→ Exercise instructions
Each record is to be printed again precisely as it reads.

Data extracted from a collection

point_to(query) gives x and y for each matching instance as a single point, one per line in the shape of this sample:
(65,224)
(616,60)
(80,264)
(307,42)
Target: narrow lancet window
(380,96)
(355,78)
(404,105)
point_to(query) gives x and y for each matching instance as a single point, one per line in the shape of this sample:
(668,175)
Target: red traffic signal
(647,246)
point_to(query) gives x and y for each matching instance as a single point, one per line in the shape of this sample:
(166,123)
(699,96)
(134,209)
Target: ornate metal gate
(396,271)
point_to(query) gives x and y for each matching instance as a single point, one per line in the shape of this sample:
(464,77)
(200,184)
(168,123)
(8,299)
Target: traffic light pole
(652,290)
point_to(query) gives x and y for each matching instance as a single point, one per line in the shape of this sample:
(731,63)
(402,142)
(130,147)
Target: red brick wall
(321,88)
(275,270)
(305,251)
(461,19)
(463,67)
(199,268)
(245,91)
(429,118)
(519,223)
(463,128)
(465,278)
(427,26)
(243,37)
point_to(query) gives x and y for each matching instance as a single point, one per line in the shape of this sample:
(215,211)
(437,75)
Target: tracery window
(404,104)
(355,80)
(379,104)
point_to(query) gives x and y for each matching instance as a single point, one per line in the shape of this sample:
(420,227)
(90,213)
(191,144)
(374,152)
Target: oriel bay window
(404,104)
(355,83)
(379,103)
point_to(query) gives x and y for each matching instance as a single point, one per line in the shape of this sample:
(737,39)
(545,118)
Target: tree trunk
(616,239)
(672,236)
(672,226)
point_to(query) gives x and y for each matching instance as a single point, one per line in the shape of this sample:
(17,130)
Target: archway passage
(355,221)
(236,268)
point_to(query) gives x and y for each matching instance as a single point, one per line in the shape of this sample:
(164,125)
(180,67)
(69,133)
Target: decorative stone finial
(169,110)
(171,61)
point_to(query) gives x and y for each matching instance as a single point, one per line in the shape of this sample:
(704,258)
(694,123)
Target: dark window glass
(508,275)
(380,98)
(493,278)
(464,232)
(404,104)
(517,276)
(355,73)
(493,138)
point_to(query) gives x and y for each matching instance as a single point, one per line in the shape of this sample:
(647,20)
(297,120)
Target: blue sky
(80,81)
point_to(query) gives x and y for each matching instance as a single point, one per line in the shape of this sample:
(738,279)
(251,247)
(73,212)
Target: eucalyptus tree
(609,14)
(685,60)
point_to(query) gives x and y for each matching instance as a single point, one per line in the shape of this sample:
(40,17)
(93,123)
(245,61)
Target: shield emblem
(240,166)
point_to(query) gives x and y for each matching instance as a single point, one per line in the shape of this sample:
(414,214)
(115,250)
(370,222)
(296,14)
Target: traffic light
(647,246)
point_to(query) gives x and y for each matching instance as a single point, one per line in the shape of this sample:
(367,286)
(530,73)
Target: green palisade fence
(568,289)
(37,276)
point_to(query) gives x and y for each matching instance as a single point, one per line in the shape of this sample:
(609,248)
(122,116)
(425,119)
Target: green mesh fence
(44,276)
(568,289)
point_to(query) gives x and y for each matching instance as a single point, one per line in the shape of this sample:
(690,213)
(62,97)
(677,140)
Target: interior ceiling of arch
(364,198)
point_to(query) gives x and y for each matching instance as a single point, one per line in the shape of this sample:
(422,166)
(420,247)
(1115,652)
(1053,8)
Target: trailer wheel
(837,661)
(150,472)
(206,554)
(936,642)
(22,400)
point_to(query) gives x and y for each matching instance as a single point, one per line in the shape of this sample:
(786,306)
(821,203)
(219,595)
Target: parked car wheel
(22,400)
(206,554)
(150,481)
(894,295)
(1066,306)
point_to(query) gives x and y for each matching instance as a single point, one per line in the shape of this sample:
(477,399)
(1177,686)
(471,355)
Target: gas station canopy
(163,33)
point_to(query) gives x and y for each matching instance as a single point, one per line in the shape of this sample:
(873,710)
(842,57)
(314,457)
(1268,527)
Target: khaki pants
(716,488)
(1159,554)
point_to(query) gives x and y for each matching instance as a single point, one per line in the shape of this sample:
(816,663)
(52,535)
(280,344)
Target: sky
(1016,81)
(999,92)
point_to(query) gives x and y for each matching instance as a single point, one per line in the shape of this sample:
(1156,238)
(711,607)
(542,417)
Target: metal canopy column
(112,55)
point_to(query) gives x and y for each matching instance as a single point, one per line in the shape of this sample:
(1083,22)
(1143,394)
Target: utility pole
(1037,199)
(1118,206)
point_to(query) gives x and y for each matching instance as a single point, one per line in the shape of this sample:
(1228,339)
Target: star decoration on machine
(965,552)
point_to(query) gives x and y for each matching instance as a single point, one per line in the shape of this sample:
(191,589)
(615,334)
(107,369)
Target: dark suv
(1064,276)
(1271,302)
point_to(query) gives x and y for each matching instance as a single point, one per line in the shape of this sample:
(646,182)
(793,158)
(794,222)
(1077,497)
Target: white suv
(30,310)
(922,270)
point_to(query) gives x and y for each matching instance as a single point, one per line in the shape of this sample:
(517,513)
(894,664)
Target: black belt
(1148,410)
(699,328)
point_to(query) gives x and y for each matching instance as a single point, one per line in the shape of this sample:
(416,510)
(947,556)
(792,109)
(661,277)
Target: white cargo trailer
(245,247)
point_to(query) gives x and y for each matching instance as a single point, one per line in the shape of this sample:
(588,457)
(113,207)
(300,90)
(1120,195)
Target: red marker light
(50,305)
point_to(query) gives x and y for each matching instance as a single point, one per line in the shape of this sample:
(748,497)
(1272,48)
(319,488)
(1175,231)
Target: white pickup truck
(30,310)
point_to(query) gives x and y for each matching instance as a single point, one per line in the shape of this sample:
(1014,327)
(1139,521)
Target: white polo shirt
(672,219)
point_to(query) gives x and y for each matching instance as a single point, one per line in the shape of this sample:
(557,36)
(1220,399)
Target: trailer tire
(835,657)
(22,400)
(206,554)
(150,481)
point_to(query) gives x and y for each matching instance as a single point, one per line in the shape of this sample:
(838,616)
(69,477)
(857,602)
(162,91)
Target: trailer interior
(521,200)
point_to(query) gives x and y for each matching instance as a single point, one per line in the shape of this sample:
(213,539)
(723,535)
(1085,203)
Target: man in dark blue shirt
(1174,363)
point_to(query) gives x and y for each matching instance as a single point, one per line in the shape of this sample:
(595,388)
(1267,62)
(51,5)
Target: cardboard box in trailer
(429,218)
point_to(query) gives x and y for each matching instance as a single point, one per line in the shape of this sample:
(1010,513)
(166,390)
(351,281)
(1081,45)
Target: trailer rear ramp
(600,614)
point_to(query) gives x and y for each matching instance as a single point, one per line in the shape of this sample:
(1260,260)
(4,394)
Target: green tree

→ Full response
point_to(query) gives x and y for each matching instance as a single point, one per line in the shape of this sample:
(65,224)
(616,60)
(80,264)
(307,42)
Target: narrow lancet window
(380,96)
(355,78)
(404,105)
point_to(query) gives x and y for each matching instance as a single point, one per line in the shape of this sample:
(668,175)
Target: red traffic signal
(647,246)
point_to(query) gives x and y for each matching instance as a single point, one per line in the shape of this sample:
(166,123)
(699,96)
(134,209)
Target: ornate metal gate
(396,271)
point_to(query) gives x and y for each matching instance as a single point, one per line in the shape of this sample:
(464,77)
(200,184)
(168,123)
(8,299)
Target: traffic light pole
(652,290)
point_to(query) gives x and y for each matching instance as a single point, one per line in the shape of this sample:
(731,63)
(402,142)
(130,147)
Target: red brick wall
(321,88)
(275,270)
(305,251)
(461,19)
(463,67)
(199,268)
(245,91)
(429,118)
(519,223)
(463,128)
(465,278)
(427,26)
(243,37)
point_to(query) gives x and y for each matching instance as a single point, one per line in the shape of this sample:
(215,211)
(437,75)
Target: tracery window
(404,104)
(355,80)
(379,104)
point_to(query) gives x and y for each matching instance as a single point, one per line in the shape of this sample:
(420,227)
(90,213)
(191,144)
(374,152)
Target: oriel bay window
(404,104)
(355,83)
(379,103)
point_to(query) gives x and y for each matching instance as a single point, one per line in the shape of this sample:
(737,39)
(545,118)
Target: tree trunk
(616,239)
(672,236)
(672,226)
point_to(query) gives x and y for each matching instance as a single point, one per line in the shape of this sample:
(17,130)
Target: archway passage
(355,221)
(236,268)
point_to(query) gives x and y for each matching instance as a single point, one per line in the shape of this sample:
(164,125)
(180,67)
(69,133)
Target: decorative stone finial
(169,110)
(171,61)
point_to(query) gives x and y for each matching instance as a single point, one per line in the shape of this sample:
(704,258)
(694,123)
Target: dark window glass
(508,275)
(380,98)
(493,278)
(464,232)
(404,104)
(517,276)
(355,73)
(493,138)
point_to(query) gives x and y for each matching instance as a single point, one per line in the shape of this sample:
(647,20)
(297,120)
Target: blue sky
(80,81)
point_to(query) gives x and y for each matching instance as a single point, one per line in the shape of this sample:
(738,279)
(251,247)
(73,212)
Target: eucalyptus tree
(609,14)
(685,60)
point_to(query) gives x and y for each matching instance as a single point, one per line in the shape of this sample:
(40,17)
(93,123)
(245,61)
Target: shield emblem
(240,166)
point_to(query) gives x and y for each matching instance as a single point, one per line in the shape of this sample:
(414,214)
(115,250)
(370,222)
(296,14)
Target: traffic light
(647,246)
point_to(query) gives x and y for each matching instance as a single point, one per line in the shape of this sample:
(367,286)
(530,73)
Target: green palisade fence
(568,289)
(37,276)
point_to(query) gives x and y for each matching instance as a single point, one per line in the shape of this sample:
(609,248)
(122,116)
(425,119)
Target: green mesh fence
(44,276)
(568,289)
point_to(query) gives x and y for each matching instance as a single point, one per line in the shape of this sample:
(690,213)
(62,97)
(677,140)
Target: interior ceiling of arch
(364,198)
point_to(query) gives x and y for each matching instance as a single point, one per line in the shape of this sample:
(422,166)
(420,247)
(1115,652)
(1053,8)
Target: trailer wheel
(837,661)
(150,472)
(206,554)
(936,642)
(22,400)
point_to(query) gives x and y for each matching instance as a single point, one per line in the shape of this sample:
(786,306)
(821,203)
(219,595)
Target: parked car wheel
(22,400)
(206,554)
(150,481)
(894,295)
(1066,306)
point_to(query) gives x and y for each matching instance as a single point, one per line in the shape of this sample:
(477,399)
(1177,686)
(471,355)
Target: gas station canopy
(163,33)
point_to(query) gives x and y for each matching instance as a single point, one per line in the shape of this sample:
(873,710)
(842,57)
(314,457)
(1268,527)
Target: khaki pants
(716,488)
(1159,554)
point_to(query) gives x and y for each matching instance as a single point, one per line in the shape of this sample:
(816,663)
(52,535)
(280,344)
Target: sky
(1016,81)
(999,92)
point_to(query) gives x and y for each matching instance as a single point, one per line in the shape of this sample:
(1156,238)
(711,607)
(542,417)
Target: metal canopy column
(112,55)
point_to(query) gives x and y for each matching instance as a single point, one per line in the shape of this sample:
(1083,22)
(1143,394)
Target: utility pole
(1037,199)
(1118,206)
point_to(query) gives x and y for each matching instance as a single point, one per line in the shape of this sample:
(1228,339)
Target: star decoration on machine
(965,552)
point_to(query) gives x and y for each matching instance as a single point, one per line in the shape of this sample:
(191,589)
(615,334)
(107,369)
Target: dark suv
(1064,276)
(1271,302)
point_to(query) gives x and y for each matching instance as a single point, one per line in the shape of this sample:
(646,182)
(793,158)
(794,222)
(1077,497)
Target: white suv
(30,310)
(922,270)
point_to(query) gives x and y for each matching instance as a single point, one per line in the shape of this sample:
(517,513)
(894,664)
Target: black belt
(1148,410)
(699,328)
point_to(query) gives x and y for each matching instance as a single point, one per line in the shape of this sample:
(416,510)
(947,556)
(792,109)
(661,277)
Target: white cargo trailer
(245,247)
point_to(query) gives x and y for each matching instance as a single point, one per line in the shape of this sample:
(588,457)
(113,207)
(300,90)
(1120,195)
Target: red marker light
(50,305)
point_to(query) gives x and y for each matching instance as a single point, one per line in the shape of this sample:
(748,497)
(1272,48)
(319,488)
(1175,231)
Target: white pickup truck
(30,310)
point_to(query) gives x and y for each matching instance as a single point, one per line in the shape of this sample:
(1014,327)
(1139,521)
Target: white polo shirt
(672,219)
point_to(query) gives x and y for each matching instance as a single point, one per line in the shape of this sample:
(557,36)
(1220,399)
Target: trailer tire
(835,657)
(22,400)
(206,554)
(150,481)
point_to(query) gives x and y for each matching instance as a single point, one per line in the shape of this sample:
(838,616)
(69,477)
(857,602)
(162,91)
Target: trailer interior
(521,200)
point_to(query) gives x and y for each matching instance as a single point, one per line in the shape of this sample:
(213,539)
(723,535)
(1085,203)
Target: man in dark blue shirt
(1174,363)
point_to(query) gives x and y for each matching instance as a single point, one per line in the shape of this sample:
(595,388)
(1267,62)
(51,5)
Target: cardboard box in trailer
(429,218)
point_to(query) gives x and y for each matching instance as a single point, one per line in the shape of this sample:
(1010,513)
(166,390)
(351,281)
(1081,45)
Target: trailer rear ramp
(600,614)
point_to(query) gives x and y for each matching instance as a single point, one per line in the shape of this sample:
(1260,260)
(4,394)
Target: green tree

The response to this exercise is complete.